Given passage:
§
Connect from MCP Client

Add to your MCP client configuration:

{
  "mcpServers": {
    "sift-kernel": {
      "command": "npx",
      "args": ["tsx", "/path/to/sift-kernel/src/index.ts", "--output", "/tmp/sift-output", "--fresh"],
      "env": {}
    }
  }
}

How It Works

The "Even Dumb LLMs Work" Loop

while (not done):
    result = call("suggest_next_action")
    call(result.tool_name, result.params)

Any model that can parse JSON and call a function produces a valid, methodology-correct, auditable forensic investigation. The intelligence is in the server.

Progressive Disclosure

At session start, the agent sees 32 tools (14 category dispatchers + 18 kernel). Each category groups related operations:

filesystem(operation="list_directory", path="/Users")
registry(operation="get_persistence_keys")
event_logs(operation="parse_event_log", path="/Windows/System32/winevt/Logs/Security.evtx")
§
Entries supplied:
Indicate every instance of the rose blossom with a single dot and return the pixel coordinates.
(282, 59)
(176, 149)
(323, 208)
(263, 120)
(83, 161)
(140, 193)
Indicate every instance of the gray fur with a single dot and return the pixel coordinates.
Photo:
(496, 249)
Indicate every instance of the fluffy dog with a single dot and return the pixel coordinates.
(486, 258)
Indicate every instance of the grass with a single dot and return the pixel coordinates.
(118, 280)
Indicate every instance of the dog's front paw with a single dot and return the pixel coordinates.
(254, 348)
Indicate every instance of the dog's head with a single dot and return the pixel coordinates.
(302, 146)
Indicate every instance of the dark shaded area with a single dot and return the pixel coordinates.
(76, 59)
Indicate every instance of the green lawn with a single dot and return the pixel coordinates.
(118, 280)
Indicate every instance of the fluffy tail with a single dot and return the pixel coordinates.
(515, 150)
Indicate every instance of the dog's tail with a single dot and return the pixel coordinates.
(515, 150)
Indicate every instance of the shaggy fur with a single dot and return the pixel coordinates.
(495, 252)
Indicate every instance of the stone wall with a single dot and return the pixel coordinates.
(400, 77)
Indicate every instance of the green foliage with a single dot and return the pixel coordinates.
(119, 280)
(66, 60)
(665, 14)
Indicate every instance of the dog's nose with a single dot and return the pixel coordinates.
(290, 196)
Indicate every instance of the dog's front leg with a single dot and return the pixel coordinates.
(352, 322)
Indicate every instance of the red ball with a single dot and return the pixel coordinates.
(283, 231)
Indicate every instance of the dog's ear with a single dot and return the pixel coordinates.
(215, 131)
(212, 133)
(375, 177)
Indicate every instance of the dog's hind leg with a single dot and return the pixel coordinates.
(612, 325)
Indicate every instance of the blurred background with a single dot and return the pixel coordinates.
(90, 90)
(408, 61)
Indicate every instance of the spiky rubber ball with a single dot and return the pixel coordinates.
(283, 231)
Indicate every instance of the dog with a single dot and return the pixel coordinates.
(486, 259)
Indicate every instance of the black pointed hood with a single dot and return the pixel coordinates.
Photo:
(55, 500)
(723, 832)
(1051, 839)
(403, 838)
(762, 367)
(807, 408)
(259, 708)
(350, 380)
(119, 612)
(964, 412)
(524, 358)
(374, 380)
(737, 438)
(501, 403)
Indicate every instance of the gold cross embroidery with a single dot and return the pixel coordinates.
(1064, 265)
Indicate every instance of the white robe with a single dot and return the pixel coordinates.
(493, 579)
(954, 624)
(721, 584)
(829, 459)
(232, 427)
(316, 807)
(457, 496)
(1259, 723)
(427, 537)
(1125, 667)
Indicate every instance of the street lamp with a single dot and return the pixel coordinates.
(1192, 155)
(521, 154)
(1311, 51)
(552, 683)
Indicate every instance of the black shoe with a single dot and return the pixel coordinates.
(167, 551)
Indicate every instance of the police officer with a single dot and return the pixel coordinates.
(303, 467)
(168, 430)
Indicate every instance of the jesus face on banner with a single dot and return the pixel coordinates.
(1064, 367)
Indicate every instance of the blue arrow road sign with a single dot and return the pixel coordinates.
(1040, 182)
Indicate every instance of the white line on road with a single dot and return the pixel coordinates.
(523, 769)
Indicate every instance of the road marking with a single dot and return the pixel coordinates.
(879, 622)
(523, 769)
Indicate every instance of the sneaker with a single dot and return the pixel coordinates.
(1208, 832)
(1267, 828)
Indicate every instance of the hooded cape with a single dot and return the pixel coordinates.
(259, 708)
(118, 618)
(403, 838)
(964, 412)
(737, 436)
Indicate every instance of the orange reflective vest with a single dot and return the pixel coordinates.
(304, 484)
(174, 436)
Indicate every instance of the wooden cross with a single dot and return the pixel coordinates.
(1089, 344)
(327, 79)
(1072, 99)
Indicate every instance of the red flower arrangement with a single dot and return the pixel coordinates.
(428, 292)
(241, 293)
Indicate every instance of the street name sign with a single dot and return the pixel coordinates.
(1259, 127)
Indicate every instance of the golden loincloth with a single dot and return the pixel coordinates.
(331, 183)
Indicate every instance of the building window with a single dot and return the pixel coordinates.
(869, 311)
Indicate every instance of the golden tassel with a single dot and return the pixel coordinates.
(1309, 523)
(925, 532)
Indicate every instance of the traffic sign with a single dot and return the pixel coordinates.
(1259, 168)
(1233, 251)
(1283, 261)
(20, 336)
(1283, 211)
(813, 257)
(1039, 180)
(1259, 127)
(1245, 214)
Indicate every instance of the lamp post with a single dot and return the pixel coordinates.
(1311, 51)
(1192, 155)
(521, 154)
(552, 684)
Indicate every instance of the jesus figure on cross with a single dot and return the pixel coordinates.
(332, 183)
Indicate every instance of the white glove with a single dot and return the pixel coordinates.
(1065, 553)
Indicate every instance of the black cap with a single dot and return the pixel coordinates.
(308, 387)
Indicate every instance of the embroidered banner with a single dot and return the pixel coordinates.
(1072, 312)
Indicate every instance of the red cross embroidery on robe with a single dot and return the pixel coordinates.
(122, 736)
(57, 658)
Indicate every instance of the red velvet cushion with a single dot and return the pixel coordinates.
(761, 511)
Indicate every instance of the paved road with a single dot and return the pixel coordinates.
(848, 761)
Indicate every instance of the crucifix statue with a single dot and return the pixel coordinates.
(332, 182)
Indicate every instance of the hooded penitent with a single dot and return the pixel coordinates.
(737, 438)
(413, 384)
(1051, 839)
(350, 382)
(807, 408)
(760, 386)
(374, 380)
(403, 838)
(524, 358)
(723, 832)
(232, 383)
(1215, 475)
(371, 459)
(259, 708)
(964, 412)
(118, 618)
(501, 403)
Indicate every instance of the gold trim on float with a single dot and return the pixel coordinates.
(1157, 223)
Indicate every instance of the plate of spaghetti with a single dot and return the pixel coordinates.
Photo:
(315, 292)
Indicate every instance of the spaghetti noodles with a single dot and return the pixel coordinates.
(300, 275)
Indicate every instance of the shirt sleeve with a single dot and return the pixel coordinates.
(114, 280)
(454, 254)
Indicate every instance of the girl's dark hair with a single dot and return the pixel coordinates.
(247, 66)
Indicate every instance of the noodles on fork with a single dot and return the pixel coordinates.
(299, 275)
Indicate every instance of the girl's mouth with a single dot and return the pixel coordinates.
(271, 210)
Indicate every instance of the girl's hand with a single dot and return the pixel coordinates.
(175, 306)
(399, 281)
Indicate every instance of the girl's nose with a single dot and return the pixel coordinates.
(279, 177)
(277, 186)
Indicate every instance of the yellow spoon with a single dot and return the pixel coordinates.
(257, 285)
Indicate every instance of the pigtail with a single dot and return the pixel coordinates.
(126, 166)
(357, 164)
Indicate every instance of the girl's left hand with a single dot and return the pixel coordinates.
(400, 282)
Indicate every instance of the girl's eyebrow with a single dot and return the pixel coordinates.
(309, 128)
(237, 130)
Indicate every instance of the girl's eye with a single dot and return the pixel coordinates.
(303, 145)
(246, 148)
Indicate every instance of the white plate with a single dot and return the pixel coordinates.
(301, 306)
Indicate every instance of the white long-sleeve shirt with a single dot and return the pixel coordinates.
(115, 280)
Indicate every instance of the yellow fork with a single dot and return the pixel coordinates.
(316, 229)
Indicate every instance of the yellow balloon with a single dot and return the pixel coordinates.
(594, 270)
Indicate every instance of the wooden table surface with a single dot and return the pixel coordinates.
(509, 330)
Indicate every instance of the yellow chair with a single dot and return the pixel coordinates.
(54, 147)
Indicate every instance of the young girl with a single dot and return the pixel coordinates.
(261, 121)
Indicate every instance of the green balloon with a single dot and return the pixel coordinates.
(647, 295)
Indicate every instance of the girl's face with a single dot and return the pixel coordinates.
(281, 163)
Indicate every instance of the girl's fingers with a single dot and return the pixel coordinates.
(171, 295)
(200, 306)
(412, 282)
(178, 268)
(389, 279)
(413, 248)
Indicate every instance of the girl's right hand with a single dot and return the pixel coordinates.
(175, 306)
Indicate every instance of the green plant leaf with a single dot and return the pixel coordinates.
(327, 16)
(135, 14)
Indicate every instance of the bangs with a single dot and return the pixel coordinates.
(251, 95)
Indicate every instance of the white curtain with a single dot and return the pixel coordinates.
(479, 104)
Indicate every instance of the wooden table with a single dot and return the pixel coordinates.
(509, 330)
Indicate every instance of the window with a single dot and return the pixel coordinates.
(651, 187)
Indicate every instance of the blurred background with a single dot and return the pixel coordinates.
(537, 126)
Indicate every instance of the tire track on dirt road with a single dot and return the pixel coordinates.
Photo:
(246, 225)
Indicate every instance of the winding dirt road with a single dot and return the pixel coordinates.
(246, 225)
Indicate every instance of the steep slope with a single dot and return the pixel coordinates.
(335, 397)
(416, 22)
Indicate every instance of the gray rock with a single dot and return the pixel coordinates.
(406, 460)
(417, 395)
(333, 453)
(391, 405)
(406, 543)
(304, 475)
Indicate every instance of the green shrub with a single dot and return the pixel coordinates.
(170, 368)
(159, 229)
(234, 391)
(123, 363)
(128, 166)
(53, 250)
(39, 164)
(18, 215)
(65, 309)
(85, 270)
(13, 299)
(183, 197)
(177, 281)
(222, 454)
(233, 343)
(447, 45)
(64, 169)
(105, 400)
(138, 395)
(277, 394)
§
To do: Continue the sift-kernel server documentation above from its final line, carrying on the Progressive Disclosure section.

Exercise output:
The capability kernel still blocks out-of-order calls — methodology is enforced regardless of what the agent tries.

FARE: Forensic Abductive Reasoning Engine

The server doesn't just run tools — it reasons about the investigation state using published mathematical frameworks:

Component Theory What it does
DSmT/PCR5 Fusion Dezert-Smarandache (2006) Combines contradictory tool outputs without Zadeh's paradox
Active Inference (EFE) Friston (2015) Selects the tool that maximally reduces hypothesis uncertainty
Rough-Set Confidence Pawlak (1982) Maps findings to CONFIRMED/SUPPORTED/INFERRED tiers with mathematical grounding
Convergence Detection Shannon (1948) Tracks investigation entropy; detects learning, plateau, and divergence
Cognitive Bias Monitoring Kahneman & Tversky (1974) Detects confirmation bias, anchoring, and tunnel vision in the investigation
Auto-Correlation Carrier (2006) + ATT&CK Temporal + kill-chain + entity linking across findings

Every tool response includes the FARE state: entropy, dominant hypothesis, active signals, conflict coefficient, and bias warnings.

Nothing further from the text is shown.